Enterprise Blockchain Security 2020-2

Enterprise Blockchain Security 2020-2

January 26, 2021 | Adeline Zhang

This chapter describes the characteristics, usage scenarios, and architecture of enterprise blockchains, and illustrates three major enterprise blockchain systems in three separate sections.

Relationship Between the Enterprise Blockchain and Consortium Blockchain

for a particular purpose by following a unified authentication system, consensus mechanism, and smart contract specification for standards-based interoperability of their respective homogeneous or heterogeneous blockchain data, systems, and services.

The enterprise blockchain is a conceptual term that limits blockchain applications to enterprises. It must work on a certain blockchain platform. According to our observation, most enterprises choose the consortium blockchain technology when deciding to implement the blockchain technology. Therefore, the consortium blockchain is the main concern in this chapter. Hereinafter, the consortium blockchain and the enterprise blockchain are interchangeable.

Characteristics of Consortium Blockchains

A consortium blockchain is generally used to share data between organizations or run programs that they consent. Unlike a public blockchain that has a large number of unregistered nodes, a consortium blockchain has a limited number of participants that have been authenticated. It is also different from a private blockchain in that control over it is not granted to a single manager with the highest privilege, but rather a group of peer nodes.

In addition, a consortium blockchain is oriented towards particular scenarios, with a lot of variances from a public blockchain. In summary, it has the following characteristics:

  • Identity authentication. All participants of a consortium blockchain have a unique identity. Only with such a unique identity, can a participant be granted permissions.
  • Access permission. Consortium blockchains are permissioned. That is to say, a node can gain access to a consortium blockchain only when meeting certain access control conditions. In this sense, a consortium blockchain is thought of as a permissioned blockchain.
  • High throughput. In some usage scenarios (such as finance) that feature high-frequency transactions, a consortium blockchain should deliver high throughputs to support massive applications.
  • Low latency. In a public blockchain, such as Bitcoin, the delay caused by generation of six blocks to confirm a transaction is too long for many consortium blockchain applications, which are supposed to support fast transactions. A consortium blockchain assumes a certain degree of trust in peer nodes by performing identity authentication and access controls. It shortens the time to reach consensus by simplifying the consensus algorithm, leading to a low latency.

Work instructions
• A. In the text on enterprise blockchain security, who controls a consortium blockchain instead of a single manager with the highest privilege?
• B. Pick up the text on enterprise blockchain security after its last sentence and keep writing it.

Information shown
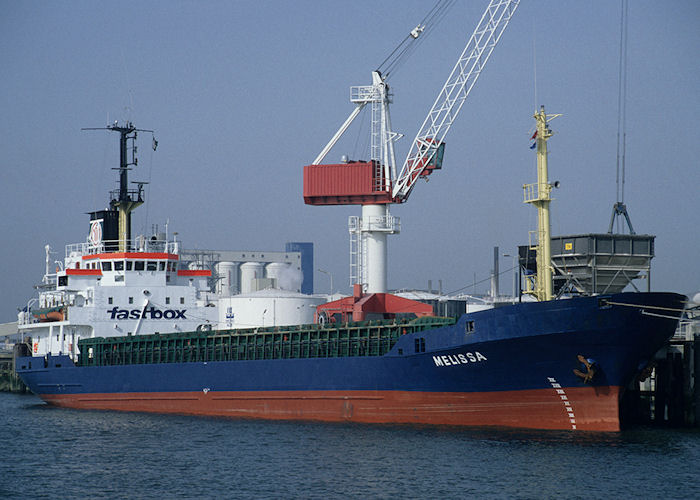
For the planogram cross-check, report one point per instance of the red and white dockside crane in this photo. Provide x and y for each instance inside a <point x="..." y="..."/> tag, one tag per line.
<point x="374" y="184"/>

Responses to the exercise
• A. A group of peer nodes.

• B.
  • Confidentiality and privacy. A consortium blockchain should ensure the confidentiality and privacy of business transactions. For example, in a supply chain network, prices may be different for different customers. If contract and transaction contents were visible to all participants, it would be very difficult to differentiate prices. Out of this consideration, some consortium blockchains add the design of channels, providing confidentiality and privacy protection for different transaction participants.

Consortium blockchains have a limited number of authenticated peer nodes, particularly suitable for decentralized multi-party enterprise applications and applicable to a wide range of scenarios, including decentralized finance, Internet of things (IoT), jurisdictional forensics, food source tracking, and identity authentication. There are loads of research papers on this topic and no further details are provided here.

Reference Architecture of Consortium Blockchains

The blockchain technology is implemented in a hierarchical architecture based on multiple supporting techniques. Some emerging blockchain technologies initially developed for public blockchains, over time, have gradually been integrated into consortium and private blockchain systems. Therefore, public, private, and consortium blockchains are basically the same in the technical stack, but the latter two have more control and management components, such as authentication and identity management, supervision, and audits.

The China Blockchain Technology and Industrial Development Forum (CBD-Forum) introduced a blockchain reference architecture (Figure 2.1) in 2017, which can also serve as the reference architecture of consortium blockchains.

In the reference architecture:

  • The underlying layer provides components necessary for proper running of the blockchain system, including the storage and computation components and peer-to-peer (P2P) network.
  • The core layer, as the core of the blockchain system, consists of the consensus mechanism, smart contract, cryptography-related functions, ledger records, and so on.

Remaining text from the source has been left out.